*** EXTRACTED ENTRIES ***

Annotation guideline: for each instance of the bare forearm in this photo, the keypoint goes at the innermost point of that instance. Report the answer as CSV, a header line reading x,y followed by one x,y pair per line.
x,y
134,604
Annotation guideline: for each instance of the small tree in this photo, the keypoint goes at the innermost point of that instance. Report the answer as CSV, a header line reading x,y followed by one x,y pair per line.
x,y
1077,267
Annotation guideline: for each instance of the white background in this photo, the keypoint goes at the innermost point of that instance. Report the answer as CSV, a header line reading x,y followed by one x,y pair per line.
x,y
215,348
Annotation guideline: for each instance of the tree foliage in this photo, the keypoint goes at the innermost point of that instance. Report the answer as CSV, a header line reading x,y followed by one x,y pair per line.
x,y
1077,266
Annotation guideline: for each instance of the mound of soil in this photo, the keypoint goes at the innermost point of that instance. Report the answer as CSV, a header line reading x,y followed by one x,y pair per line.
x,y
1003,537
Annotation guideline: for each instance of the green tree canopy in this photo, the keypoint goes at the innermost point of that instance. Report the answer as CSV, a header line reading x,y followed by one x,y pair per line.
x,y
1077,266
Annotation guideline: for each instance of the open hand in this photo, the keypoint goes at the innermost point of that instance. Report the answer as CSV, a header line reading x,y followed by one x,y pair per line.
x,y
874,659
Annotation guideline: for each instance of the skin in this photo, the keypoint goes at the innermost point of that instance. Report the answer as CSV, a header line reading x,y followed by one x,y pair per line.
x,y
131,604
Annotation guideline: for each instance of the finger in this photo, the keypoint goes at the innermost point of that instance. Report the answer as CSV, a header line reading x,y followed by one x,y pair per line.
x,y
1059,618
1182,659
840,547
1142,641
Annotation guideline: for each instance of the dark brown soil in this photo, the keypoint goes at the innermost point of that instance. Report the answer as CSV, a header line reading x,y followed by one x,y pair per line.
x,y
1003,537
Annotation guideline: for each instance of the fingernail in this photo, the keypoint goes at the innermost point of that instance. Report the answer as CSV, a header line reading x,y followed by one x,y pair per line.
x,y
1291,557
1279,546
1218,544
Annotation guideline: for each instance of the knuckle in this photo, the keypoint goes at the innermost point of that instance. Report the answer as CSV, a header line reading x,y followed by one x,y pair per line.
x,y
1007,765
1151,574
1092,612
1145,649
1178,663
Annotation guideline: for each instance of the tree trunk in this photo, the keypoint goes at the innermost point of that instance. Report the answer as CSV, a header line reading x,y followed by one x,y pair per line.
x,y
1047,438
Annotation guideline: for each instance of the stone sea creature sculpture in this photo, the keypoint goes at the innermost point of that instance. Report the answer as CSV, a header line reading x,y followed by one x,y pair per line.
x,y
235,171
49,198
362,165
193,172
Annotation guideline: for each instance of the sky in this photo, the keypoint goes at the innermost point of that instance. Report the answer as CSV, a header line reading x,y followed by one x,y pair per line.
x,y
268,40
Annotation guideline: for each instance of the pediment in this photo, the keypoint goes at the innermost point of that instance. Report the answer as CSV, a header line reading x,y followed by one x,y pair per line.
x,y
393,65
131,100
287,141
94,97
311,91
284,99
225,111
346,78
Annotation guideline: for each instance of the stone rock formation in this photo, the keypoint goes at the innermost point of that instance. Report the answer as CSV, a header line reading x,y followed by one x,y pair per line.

***

* **REQUIREMENT**:
Convert every one of the records above into a numbered list, omitting any blank lines.

* **RESULT OF THIS EXERCISE**:
1. Annotation guideline: for each instance of the bare forearm in this photo, the keypoint goes at the innermost point of that instance. Report the answer as CSV, a header line reading x,y followed by one x,y pair per line.
2. x,y
3. 134,604
4. Annotation guideline: for each instance of the small tree in this photo, the keypoint goes at the innermost point of that instance. Report the answer as CSV, a header line reading x,y followed by one x,y pair per line.
5. x,y
6. 1077,267
7. Annotation guideline: for each instance of the white background in this photo, the keypoint goes at the innermost point of that instance. Report the answer as CSV, a header line reading x,y followed by one x,y pair per line.
8. x,y
9. 215,348
10. Annotation guideline: for each instance of the tree foliage in this photo, the keypoint goes at the innermost point of that instance. Report the answer as CSV, a header line reading x,y followed by one x,y pair per line.
11. x,y
12. 1077,266
13. Annotation guideline: for each instance of the mound of soil in this photo, the keypoint goes at the innermost point of that instance. Report the answer as CSV, a header line reading x,y followed by one x,y pair per line.
14. x,y
15. 1003,537
16. Annotation guideline: for each instance of the green tree canopy in this photo, the keypoint goes at the innermost point of that instance. Report the answer as CSV, a header line reading x,y followed by one x,y pair per line.
17. x,y
18. 1077,266
19. Annotation guideline: for each instance of the open hand in this photo, the keypoint goes at the innermost point of that instance. Report the answer as CSV, a header line reading x,y followed by one x,y pair per line.
20. x,y
21. 874,659
22. Annotation guideline: for each instance of the skin in this photo, the keypoint goes at the innermost point of that instance. Report the answer as CSV, a header line reading x,y followed by one x,y pair per line.
23. x,y
24. 131,604
25. Annotation guideline: for each instance of the finger in this photo, the keypoint goes at the innermost point of that instance. Report the answer as CSV, a header line reading x,y followed by one x,y pair per line.
26. x,y
27. 1059,618
28. 1182,659
29. 840,547
30. 1142,641
31. Annotation guideline: for each instance of the dark brown soil in this photo, the keypoint goes at the innermost point of that instance. Report the answer as CSV, a header line reading x,y followed by one x,y pair per line.
32. x,y
33. 1003,537
34. Annotation guideline: for each instance of the fingernail in this photo, the keypoint goes at the innermost point of that instance. Report the answer as CSV, a header line reading x,y followed by one x,y pair per line.
35. x,y
36. 1291,557
37. 1279,546
38. 1218,544
39. Annotation guideline: for each instance of the knuckle in this photo, the keypoint goes at the innermost point of that instance. Report the answer as CSV, a header line reading x,y followed by one x,y pair per line.
40. x,y
41. 1007,765
42. 1151,574
43. 1092,612
44. 1145,649
45. 1178,663
46. Annotation guideline: for each instance of the tree trunk in this photo, the keypoint goes at the innermost point of that instance. Report the answer as CSV, a header line reading x,y followed by one x,y pair per line.
47. x,y
48. 1047,438
49. Annotation guideline: for each instance of the stone sea creature sculpture in this photo, the keypoint goes at the innermost point of that instance. Report the answer as CSV, a header line reading x,y followed by one x,y pair per line.
50. x,y
51. 235,171
52. 49,198
53. 362,165
54. 193,172
55. Annotation guideline: for each instance of the sky in this photo, the keypoint goes at the innermost point of that instance. Report the answer as CSV, a header line reading x,y followed by one x,y pair per line.
56. x,y
57. 268,40
58. Annotation guideline: for each instance of the pediment in this photo, the keypoint goes at the innermost point of that instance. Report the answer as CSV, a header line reading x,y followed by one x,y pair per line.
59. x,y
60. 393,65
61. 131,100
62. 287,141
63. 94,97
64. 311,91
65. 284,99
66. 225,111
67. 346,78
68. Annotation guideline: for each instance of the stone rock formation in this photo, the keypoint goes at the innermost point of that instance. Report the answer as CSV, a header line reading x,y followed by one x,y pair per line.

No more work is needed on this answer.